-------- Text block --------
In fact, it was easier for the female applicants to get a professorship. In the opinion of the two Swedish authors, these results fit in well with the relevant, albeit mostly ignored, state of research. For example, a German study four years ago was able to show that women who had obtained a tenured professorship in sociology had 23 to 44 percent fewer publications than men. But that's not all: despite this lower academic productivity, female applicants also had a 1.4 times higher chance of getting one of the coveted professorships.

In addition, it could be shown that women are also preferred in salary negotiations, the granting of research funds and the assessment of manuscripts submitted for publication. And what about the male university scientists? They are characterized by a higher scientific productivity, which has been proven in several studies, although this does not always benefit them. It would certainly be interesting to investigate the reasons for this better performance by men — but this is not our topic. 

Why is this Nigerian "Canadian" Rita Orji an "award winning computer science professor at Dalhousie University"? Because she is a female and she is black. 

The performance principle has lost its importance

The old and proven performance principle of promoting the best and most capable applicants regardless of gender, race and political convictions has obviously lost its importance at universities. Nowadays the two topics women and political conviction can be separated — but only marginally. 

The Swedish authors discuss three possible explanations for the systematic preference given to female applicants when appointing professorships. Firstly, a conscious or unconscious preference by those who have to decide in the appointment process, since they — contrary to the overwhelming scientific evidence — consider women to be disadvantaged in the scientific community. 

Second, through a policy of “gender equality” that favors women with equal qualifications. There are inevitably systematic distortions in favor of women, since the qualification for a specific professorship cannot be measured precisely and objectively. This effect would be significantly increased if, thirdly — which was the case in Sweden from 2017 to 2019 — politicians called for an increase in the proportion of female professors and possibly also rewarded this.
-------- Information given --------
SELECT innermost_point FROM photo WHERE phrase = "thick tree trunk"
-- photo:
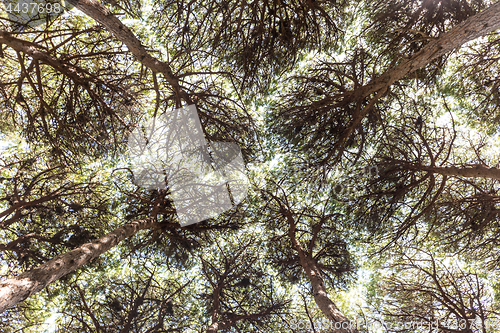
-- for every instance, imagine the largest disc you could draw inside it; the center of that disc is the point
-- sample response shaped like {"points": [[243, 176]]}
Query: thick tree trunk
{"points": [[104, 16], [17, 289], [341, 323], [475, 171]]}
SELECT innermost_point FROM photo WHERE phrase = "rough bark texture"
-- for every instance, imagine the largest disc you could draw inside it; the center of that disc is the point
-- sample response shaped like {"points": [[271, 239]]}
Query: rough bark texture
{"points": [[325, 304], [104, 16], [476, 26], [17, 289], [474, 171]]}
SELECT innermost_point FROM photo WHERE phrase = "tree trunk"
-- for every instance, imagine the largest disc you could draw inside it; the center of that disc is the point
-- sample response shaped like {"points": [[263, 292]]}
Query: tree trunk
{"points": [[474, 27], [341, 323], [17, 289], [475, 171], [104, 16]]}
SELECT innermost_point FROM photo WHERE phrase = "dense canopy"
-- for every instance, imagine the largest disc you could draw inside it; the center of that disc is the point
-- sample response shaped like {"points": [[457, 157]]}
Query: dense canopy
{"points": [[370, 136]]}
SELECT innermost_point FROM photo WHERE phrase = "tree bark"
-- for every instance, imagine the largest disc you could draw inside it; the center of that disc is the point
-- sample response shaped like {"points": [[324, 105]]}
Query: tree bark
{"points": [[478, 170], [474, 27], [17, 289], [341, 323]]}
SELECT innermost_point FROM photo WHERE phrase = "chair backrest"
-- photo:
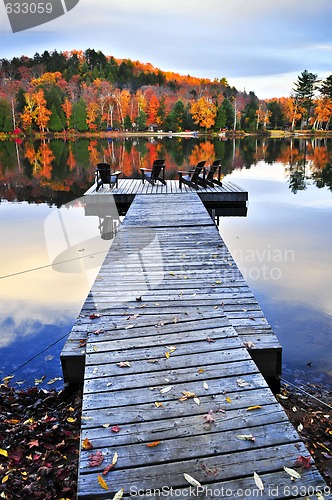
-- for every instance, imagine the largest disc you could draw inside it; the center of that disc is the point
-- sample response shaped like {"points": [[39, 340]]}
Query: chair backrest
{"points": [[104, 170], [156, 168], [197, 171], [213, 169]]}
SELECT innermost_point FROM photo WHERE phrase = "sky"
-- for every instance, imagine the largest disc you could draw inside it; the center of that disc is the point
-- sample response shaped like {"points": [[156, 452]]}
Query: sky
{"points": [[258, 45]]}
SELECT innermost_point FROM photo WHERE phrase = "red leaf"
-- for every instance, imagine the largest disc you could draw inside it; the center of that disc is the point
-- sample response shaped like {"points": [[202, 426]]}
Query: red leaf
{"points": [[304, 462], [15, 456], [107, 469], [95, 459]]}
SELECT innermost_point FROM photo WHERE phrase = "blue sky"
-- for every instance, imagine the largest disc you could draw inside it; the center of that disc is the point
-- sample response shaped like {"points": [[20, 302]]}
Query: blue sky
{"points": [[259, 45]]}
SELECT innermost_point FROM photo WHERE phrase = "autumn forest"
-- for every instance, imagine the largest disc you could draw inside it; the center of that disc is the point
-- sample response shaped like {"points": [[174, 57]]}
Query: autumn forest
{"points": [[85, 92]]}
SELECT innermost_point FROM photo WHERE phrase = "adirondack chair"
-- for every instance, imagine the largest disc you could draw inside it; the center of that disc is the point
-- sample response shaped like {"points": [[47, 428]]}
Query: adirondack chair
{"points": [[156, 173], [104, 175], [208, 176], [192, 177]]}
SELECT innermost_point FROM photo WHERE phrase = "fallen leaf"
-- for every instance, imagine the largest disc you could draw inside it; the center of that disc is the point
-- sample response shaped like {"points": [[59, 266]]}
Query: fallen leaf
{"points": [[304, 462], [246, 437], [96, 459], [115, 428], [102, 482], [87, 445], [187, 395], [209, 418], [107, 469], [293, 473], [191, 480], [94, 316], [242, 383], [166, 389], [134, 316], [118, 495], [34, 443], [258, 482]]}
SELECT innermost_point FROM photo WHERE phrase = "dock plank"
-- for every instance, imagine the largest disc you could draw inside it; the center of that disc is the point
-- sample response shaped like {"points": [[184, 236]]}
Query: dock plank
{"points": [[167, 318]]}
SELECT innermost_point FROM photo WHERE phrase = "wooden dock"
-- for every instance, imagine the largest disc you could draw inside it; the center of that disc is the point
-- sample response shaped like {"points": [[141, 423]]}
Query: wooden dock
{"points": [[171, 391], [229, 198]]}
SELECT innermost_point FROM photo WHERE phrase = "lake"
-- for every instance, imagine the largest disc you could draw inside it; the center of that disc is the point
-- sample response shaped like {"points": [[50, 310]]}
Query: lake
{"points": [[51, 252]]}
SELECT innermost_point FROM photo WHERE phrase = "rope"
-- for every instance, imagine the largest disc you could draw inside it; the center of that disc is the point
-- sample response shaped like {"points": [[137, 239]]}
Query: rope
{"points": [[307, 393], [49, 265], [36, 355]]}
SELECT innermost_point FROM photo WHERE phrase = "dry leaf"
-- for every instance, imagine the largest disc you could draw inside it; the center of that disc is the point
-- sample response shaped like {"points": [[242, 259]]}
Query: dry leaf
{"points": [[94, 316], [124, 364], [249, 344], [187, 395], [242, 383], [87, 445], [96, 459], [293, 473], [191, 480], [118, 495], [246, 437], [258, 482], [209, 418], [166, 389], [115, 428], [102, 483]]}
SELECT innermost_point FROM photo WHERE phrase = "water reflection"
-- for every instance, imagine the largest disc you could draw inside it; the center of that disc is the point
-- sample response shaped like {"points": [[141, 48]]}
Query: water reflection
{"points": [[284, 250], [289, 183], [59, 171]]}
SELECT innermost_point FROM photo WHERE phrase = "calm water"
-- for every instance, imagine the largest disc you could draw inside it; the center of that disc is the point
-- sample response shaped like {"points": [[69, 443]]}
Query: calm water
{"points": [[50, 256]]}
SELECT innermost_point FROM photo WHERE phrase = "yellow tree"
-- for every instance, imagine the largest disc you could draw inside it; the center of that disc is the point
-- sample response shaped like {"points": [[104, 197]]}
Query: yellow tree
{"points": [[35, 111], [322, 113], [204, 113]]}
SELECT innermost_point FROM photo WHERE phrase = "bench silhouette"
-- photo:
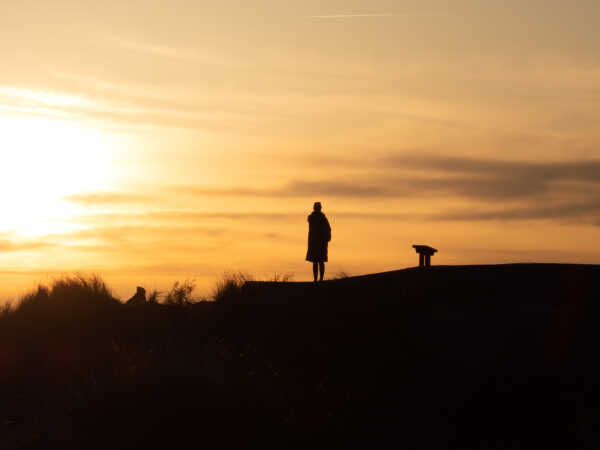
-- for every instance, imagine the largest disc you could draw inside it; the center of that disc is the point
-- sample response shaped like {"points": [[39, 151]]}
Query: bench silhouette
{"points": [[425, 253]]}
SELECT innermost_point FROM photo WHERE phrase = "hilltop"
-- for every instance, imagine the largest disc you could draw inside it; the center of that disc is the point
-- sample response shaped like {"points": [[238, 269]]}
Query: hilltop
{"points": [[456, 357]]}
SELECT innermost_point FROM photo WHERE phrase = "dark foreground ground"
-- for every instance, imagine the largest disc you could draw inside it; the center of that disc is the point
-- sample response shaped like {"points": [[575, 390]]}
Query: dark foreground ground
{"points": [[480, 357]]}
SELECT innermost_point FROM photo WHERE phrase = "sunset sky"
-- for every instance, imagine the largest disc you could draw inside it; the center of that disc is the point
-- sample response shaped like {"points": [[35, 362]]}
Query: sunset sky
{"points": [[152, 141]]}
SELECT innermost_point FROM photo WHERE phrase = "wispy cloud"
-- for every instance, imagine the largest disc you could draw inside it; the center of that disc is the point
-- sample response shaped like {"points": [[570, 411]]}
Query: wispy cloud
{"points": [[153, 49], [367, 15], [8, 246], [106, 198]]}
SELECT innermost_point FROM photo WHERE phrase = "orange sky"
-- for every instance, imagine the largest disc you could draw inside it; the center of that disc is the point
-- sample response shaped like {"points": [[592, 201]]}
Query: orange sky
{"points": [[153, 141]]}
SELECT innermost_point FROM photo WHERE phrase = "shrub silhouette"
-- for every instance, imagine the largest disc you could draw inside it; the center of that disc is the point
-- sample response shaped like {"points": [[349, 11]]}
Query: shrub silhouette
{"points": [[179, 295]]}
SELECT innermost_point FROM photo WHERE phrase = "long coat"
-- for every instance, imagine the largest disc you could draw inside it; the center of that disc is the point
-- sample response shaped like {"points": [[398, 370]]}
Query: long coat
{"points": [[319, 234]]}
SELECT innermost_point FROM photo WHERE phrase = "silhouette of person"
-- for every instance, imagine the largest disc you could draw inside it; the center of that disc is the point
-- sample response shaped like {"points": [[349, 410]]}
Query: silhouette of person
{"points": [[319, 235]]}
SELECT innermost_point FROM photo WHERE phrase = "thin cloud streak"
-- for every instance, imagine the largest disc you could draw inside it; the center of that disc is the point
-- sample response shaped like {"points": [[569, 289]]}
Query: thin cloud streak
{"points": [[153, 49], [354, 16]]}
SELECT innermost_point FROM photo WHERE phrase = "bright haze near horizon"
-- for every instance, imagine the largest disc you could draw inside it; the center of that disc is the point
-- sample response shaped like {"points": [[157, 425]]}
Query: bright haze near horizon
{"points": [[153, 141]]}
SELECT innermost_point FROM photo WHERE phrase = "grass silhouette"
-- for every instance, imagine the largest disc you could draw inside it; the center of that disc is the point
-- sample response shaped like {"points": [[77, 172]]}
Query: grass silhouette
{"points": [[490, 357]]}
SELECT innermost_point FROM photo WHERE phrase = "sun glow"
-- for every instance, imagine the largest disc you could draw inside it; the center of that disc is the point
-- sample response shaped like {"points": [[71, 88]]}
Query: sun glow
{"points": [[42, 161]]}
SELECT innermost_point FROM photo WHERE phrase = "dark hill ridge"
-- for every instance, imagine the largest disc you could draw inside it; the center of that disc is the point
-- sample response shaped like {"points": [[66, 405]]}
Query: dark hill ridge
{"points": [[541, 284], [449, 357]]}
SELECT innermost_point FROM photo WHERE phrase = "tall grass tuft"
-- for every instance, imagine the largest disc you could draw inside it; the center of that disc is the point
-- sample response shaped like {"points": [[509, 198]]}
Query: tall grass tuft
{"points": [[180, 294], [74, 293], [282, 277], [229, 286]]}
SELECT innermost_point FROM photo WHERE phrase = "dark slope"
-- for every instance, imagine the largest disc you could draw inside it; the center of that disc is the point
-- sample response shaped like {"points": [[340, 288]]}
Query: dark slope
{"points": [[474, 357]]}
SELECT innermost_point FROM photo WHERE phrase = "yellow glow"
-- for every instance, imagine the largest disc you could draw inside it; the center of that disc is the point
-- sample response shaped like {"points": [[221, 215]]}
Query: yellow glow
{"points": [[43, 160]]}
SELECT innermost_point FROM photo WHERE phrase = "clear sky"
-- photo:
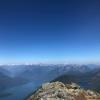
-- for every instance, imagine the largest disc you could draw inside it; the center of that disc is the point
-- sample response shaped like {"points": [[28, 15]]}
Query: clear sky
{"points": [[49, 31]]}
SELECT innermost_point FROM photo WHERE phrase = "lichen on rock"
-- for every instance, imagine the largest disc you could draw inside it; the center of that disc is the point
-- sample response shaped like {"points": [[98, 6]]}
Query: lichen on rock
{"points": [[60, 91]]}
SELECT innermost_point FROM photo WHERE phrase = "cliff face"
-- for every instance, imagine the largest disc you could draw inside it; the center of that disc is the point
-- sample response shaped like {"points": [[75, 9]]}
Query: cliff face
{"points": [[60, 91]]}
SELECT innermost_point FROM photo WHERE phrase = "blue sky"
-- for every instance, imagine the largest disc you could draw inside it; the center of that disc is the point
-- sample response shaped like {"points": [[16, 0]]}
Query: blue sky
--------
Exercises to complete –
a: In the text on professorship appointments, how much higher was the chance of female applicants getting a professorship in the German study?
b: Write the next part of the text on professorship appointments, starting after its last sentence.
The records come from a separate source.

Answer section –
a: It was 1.4 times higher.

b:
Like almost all regulatory interventions, the systematic preference given to women when appointing professorships is associated with relevant side effects. If the principle of selecting the most capable and best applicants is abandoned in favor of a systematic preference for women, this is accompanied by a clear and measurable loss of quality — as the results of the Swedish study and other findings clearly indicate. Not in every individual case, of course, but on average. Not to mention the disadvantage that this entails for male scientists. 

But there is another problem. The longer the practice favoring women is maintained, the more difficult it becomes to leave this wrong path. On the one hand, the warriors of social justice in and outside the universities will try to prevent this by all means. On the other hand, there is a risk that female professorial under-performers will establish a culture in a number of subjects and universities in which scientific excellence tends to be seen as a threat that needs to be fought off.
Canada at the forefront

It goes without saying that Canada and its universities are leading the way in this shredding of tried and tested quality standards. The press office of the Canadian Policy Centre reported, in the style of a communist central committee, that "the proportion of women in new appointments must rise to 49 percent in 2019." The ideals of "Equal Opportunity” and “Gender Equity” are to be continued to reach parity with men. Lucy Ngambo, an activist with the Soros-linked organization Leadnow agreed that gender parity was the way forward: "That is the only way we can have social justice."